## Task inputs
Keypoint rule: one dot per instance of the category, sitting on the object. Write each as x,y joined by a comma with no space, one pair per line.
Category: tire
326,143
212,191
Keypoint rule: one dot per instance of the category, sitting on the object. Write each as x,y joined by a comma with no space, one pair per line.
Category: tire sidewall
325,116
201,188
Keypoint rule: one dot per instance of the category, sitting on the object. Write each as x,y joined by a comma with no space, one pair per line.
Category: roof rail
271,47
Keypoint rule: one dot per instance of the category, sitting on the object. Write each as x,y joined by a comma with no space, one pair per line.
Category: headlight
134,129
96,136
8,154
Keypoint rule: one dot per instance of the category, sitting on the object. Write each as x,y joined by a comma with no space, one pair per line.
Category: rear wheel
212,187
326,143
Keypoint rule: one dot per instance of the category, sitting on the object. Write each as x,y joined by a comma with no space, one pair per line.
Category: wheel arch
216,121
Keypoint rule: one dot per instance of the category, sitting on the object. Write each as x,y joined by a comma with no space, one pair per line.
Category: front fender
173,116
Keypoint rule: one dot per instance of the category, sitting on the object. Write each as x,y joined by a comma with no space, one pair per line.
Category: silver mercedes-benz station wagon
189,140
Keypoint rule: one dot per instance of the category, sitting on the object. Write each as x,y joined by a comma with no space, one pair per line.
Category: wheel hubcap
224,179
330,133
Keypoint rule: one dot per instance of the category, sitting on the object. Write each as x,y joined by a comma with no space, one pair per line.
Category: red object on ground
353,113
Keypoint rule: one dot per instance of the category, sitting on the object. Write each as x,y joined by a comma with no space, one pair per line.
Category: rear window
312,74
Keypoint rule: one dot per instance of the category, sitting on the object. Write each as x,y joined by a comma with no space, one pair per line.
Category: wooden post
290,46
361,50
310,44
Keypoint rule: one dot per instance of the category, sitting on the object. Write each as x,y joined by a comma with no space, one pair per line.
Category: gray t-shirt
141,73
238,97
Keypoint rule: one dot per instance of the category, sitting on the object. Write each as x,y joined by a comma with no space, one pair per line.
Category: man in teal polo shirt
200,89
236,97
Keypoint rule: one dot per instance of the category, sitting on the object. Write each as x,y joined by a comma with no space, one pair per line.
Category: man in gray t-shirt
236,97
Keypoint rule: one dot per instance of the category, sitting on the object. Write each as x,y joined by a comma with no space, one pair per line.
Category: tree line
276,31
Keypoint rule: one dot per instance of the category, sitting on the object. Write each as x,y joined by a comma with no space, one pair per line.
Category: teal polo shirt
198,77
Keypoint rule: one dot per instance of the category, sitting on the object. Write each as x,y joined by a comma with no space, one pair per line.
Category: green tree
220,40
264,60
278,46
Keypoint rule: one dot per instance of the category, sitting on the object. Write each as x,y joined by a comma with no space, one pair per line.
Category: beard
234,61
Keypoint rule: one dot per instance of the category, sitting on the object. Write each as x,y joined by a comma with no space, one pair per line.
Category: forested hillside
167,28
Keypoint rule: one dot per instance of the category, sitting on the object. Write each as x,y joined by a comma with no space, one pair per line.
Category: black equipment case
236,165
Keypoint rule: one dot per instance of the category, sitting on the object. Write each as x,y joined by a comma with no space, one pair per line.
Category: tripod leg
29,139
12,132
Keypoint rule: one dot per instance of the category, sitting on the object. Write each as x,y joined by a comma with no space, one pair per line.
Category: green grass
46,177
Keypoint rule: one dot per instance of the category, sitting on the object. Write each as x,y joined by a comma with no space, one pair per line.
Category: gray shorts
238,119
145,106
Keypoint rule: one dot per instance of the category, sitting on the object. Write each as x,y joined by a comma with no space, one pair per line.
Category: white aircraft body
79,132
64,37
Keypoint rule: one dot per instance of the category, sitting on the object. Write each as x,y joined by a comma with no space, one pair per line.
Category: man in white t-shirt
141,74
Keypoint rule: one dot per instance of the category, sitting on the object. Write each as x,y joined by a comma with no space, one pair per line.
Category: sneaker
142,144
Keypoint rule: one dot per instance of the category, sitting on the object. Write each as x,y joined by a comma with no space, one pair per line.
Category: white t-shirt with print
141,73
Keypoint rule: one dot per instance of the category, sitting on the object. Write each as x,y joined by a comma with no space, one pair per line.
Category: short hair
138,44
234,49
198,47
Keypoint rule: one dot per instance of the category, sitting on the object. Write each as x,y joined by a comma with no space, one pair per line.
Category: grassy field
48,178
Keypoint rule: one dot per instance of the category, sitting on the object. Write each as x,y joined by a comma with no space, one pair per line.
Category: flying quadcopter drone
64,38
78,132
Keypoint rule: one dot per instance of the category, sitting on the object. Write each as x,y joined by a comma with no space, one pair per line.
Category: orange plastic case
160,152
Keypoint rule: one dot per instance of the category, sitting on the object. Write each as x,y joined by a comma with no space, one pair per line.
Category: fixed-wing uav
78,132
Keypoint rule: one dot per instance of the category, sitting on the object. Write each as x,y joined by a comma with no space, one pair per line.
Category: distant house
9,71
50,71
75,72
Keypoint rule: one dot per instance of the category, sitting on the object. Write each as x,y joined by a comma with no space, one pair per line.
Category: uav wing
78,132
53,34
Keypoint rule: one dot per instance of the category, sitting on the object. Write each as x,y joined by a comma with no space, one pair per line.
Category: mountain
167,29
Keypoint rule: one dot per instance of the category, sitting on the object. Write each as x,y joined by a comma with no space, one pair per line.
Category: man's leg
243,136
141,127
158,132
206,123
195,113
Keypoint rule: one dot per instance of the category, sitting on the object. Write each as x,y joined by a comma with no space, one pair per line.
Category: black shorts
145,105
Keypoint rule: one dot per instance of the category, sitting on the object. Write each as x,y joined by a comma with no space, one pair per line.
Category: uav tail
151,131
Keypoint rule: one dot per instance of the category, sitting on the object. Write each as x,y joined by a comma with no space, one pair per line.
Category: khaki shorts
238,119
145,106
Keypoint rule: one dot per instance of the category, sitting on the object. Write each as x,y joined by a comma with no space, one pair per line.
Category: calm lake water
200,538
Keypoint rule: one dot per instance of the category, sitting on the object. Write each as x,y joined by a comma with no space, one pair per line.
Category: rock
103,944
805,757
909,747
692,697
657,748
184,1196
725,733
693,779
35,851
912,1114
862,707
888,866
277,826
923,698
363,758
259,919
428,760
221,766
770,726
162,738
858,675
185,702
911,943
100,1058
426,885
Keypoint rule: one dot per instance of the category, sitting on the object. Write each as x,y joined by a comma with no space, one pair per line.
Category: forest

## What to produce
Exactly as shown above, return every record.

## Answer to the exercise
Keypoint rule: one dot per instance of the category, sitting on the object. Write each as x,y joined by a comma with no space, one pair per line.
Category: tire
326,143
212,191
Keypoint rule: one dot per instance of the category, sitting on the object. Write each as x,y joined by a comma with no space, one pair per line.
Category: tire sidewall
325,116
201,188
Keypoint rule: one dot per instance of the category, sitting on the object. Write each as x,y joined by a comma with no space, one pair per line.
Category: roof rail
271,47
Keypoint rule: one dot per instance of the category, sitting on the object. Write each as x,y joined by a comma with no space, one pair per line.
Category: headlight
134,129
96,136
8,154
Keypoint rule: one dot per instance of the category, sitting on the object. Write each as x,y joined by a comma with no space, one pair per line.
Category: rear wheel
212,187
326,143
Keypoint rule: one dot per instance of the category, sitting on the object. Write each as x,y joined by a comma with no space, one pair per line.
Category: wheel arch
216,121
Keypoint rule: one dot per instance of the category, sitting on the object. Write each as x,y joined by a comma with no space, one pair per line.
Category: front fender
173,116
Keypoint rule: one dot per instance of the category, sitting on the object. Write each as x,y joined by a comma with no space, one pair per line.
Category: silver mercedes-benz station wagon
189,140
Keypoint rule: one dot per instance of the category, sitting on the object. Write each as x,y joined by a comma with no space, one pair per line.
Category: wheel hubcap
224,179
330,133
Keypoint rule: one dot per instance of the category, sitting on the object. Write each as x,y joined by a comma with no space, one pair per line.
Category: red object on ground
353,113
Keypoint rule: one dot per instance of the category, sitting on the object. Write each as x,y joined by a comma with no space, one pair per line.
Category: rear window
312,74
Keypoint rule: one dot per instance of the category, sitting on the object. Write each as x,y joined by a comma with no space, one pair per line.
Category: wooden post
290,46
361,50
310,44
Keypoint rule: one dot per instance of the category, sitting on the object. Write each as x,y joined by a comma with no space, one pair per line.
Category: gray t-shirt
141,73
238,97
Keypoint rule: one dot per instance of the category, sitting on the object. Write each as x,y joined by a comma with no space, one pair per line.
Category: man in teal polo shirt
200,89
236,97
Keypoint rule: one dot per instance of the category, sitting on the object. Write each as x,y joined by a comma with no space, one pair per line.
Category: man in gray t-shirt
236,97
Keypoint rule: one dot per instance of the category, sitting on the object. Write each as x,y joined by a comma with no space, one pair per line.
Category: tree line
276,31
Keypoint rule: one dot per instance of the category, sitting on the object. Write each as x,y joined by a comma with no space, one pair per line.
Category: teal polo shirt
198,77
Keypoint rule: one dot per instance of the category, sitting on the object. Write each as x,y joined by a comma with no space, one pair per line.
Category: green tree
220,40
264,60
278,46
Keypoint rule: one dot per instance of the category, sitting on the object. Write each as x,y joined by a comma with no space, one pair per line.
Category: beard
234,61
Keypoint rule: one dot per instance of the category, sitting on the object. Write each as x,y joined by a comma with no space, one pair per line.
Category: forested hillside
167,28
Keypoint rule: one dot per instance of the category, sitting on the object. Write each as x,y joined by a comma with no space, one pair per line.
Category: black equipment case
236,165
Keypoint rule: one dot per instance of the category, sitting on the object. Write each as x,y joined by a comma with no space, one pair per line.
Category: tripod leg
29,139
12,132
Keypoint rule: one dot per instance of the category, sitting on the object. Write each as x,y joined by a comma with no space, one pair per line.
Category: green grass
46,177
Keypoint rule: one dot per instance of the category, sitting on the object. Write each as x,y joined by a comma with no space, one pair per line.
Category: gray shorts
238,119
145,106
Keypoint rule: one dot per instance of the category, sitting on the object. Write each as x,y joined by a comma with no space, one pair per line.
Category: white aircraft body
79,132
64,37
Keypoint rule: one dot per instance of the category, sitting on the object. Write each as x,y joined by a comma with no space, one pair per line.
Category: man in white t-shirt
141,74
Keypoint rule: one dot per instance of the category, sitting on the object. Write each as x,y joined by a comma with no space, one pair per line.
Category: sneaker
142,144
Keypoint rule: one dot per instance of the category, sitting on the object. Write each as x,y joined by a comma with no space, one pair per line.
Category: white t-shirt with print
141,73
Keypoint rule: one dot per instance of the category, sitting on the object. Write each as x,y joined by a comma with no space, one pair per line.
Category: short hair
138,44
234,49
198,47
Keypoint rule: one dot per instance of the category, sitting on the object. Write each as x,y joined by a comma with no space, one pair per line.
Category: grassy field
48,178
Keypoint rule: one dot per instance of the category, sitting on the object. Write each as x,y joined by a comma with no space, one pair per line.
Category: flying quadcopter drone
64,38
78,132
Keypoint rule: one dot per instance of the category, sitting on the object. Write each as x,y joined by a comma with no space, one pair per line.
Category: orange plastic case
160,152
Keypoint rule: one dot per instance of the category, sitting on the object. Write each as x,y joined by a comma with no space, one pair per line.
Category: fixed-wing uav
78,132
Keypoint rule: one dot per instance of the category, sitting on the object. Write each as x,y joined by a comma with no space, one pair per line.
Category: distant house
9,71
50,71
75,72
Keypoint rule: one dot per instance of the category, sitting on the object. Write each as x,y joined by a comma with no space, one pair per line.
Category: uav wing
78,132
53,34
Keypoint rule: one dot per instance of the category, sitting on the object. Write each as x,y joined by a comma with no space, one pair per line.
Category: mountain
167,29
Keypoint rule: one dot per instance of the category, sitting on the object. Write each as x,y joined by a comma with no space, one pair per line.
Category: man's leg
243,136
141,127
158,132
206,123
195,113
Keypoint rule: one dot per instance of the category, sitting on the object. Write each as x,y joined by a comma with no space, one pair per line.
Category: black shorts
145,105
Keypoint rule: one dot per instance of the category, sitting on the object. Write each as x,y joined by a comma with no space, one pair per line.
Category: uav tail
151,131
Keypoint rule: one dot per instance of the category, sitting on the object. Write each as x,y joined by a comma with no space, one pair per line.
Category: khaki shorts
238,119
145,106
Keypoint rule: one dot per instance of the category, sitting on the object. Write each as x,y joined by a comma with no space, one pair per line.
Category: calm lake water
200,538
Keypoint rule: one dot per instance of the category, sitting on the object. Write each as x,y joined by a comma with no space, one pair per line.
Category: rock
103,944
805,757
909,747
692,697
657,748
184,1196
725,733
693,779
35,851
912,1114
862,707
888,866
277,826
923,698
363,758
259,919
428,760
221,766
770,726
162,738
858,675
185,702
911,943
100,1058
426,885
Keypoint rule: one dot per instance of the category, sitting on the object. Write each as x,y joined by a comma with no space, one pair per line.
Category: forest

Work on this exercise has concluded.